======== Page excerpt

Sheldrake calls these organized systems where the whole includes the parts nested hierarchies, and relates them to Arthur Koestler’s important concept of the holon, “for such wholes made up of parts that are themselves wholes”. He concludes that this holistic philosophy of nature “inevitably raises the possibility that the sun and other stars might be conscious”.

He then discusses electromagnetic field theories, which imply top-down causation, for example the magnetic field of an iron bar magnet, and gravitational fields. Top-down rather than bottom-up causation is an important concept in a spiritual understanding of the universe.

Sheldrake then discusses the dark matter problem familiar to cosmologists. He mentions the work of Fritz Zwicky, who in the 1930s studied the movements of galaxies within galactic clusters and realized that the clusters could not be held together by normal gravitation. Galaxies were attracting each other too strongly. The force holding them together seemed to be much greater than the gravitational pull of visible matter could explain”. He says that Zwicky’s results were “ignored for decades, but were taken seriously when it became apparent that the orbits of stars within galaxies could not be explained by the gravitational attraction of known kinds of matter”. Despite the assumed existence of dark matter, “all attempts to detect it experimentally have failed”.

This is interesting for two reasons. Firstly, the dark matter problem might have a non-physical explanation. For example, esotericist Douglas Baker says: “The dark matter and energy now being probed by modern science are the mental matter and energies known to ancient sages”². This fits in very well with the idea that the sun and the universe might be conscious and intelligent.

================

In the excerpt above, what did Fritz Zwicky study in the 1930s?

======== Data

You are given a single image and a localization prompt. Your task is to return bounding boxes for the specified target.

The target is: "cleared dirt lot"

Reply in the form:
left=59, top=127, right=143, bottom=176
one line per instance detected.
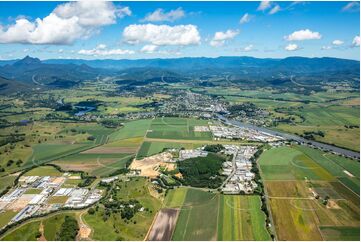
left=129, top=152, right=175, bottom=177
left=147, top=208, right=179, bottom=241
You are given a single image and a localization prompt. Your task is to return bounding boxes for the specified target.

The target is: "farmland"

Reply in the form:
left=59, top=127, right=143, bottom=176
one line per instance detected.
left=1, top=221, right=40, bottom=241
left=147, top=117, right=212, bottom=140
left=259, top=146, right=360, bottom=240
left=164, top=188, right=270, bottom=240
left=109, top=119, right=151, bottom=142
left=218, top=195, right=271, bottom=240
left=84, top=178, right=160, bottom=240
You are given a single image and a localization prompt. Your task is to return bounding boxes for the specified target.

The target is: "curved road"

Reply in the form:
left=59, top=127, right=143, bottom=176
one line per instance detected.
left=217, top=114, right=360, bottom=160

================

* Answer to the task *
He studied the movements of galaxies within galactic clusters.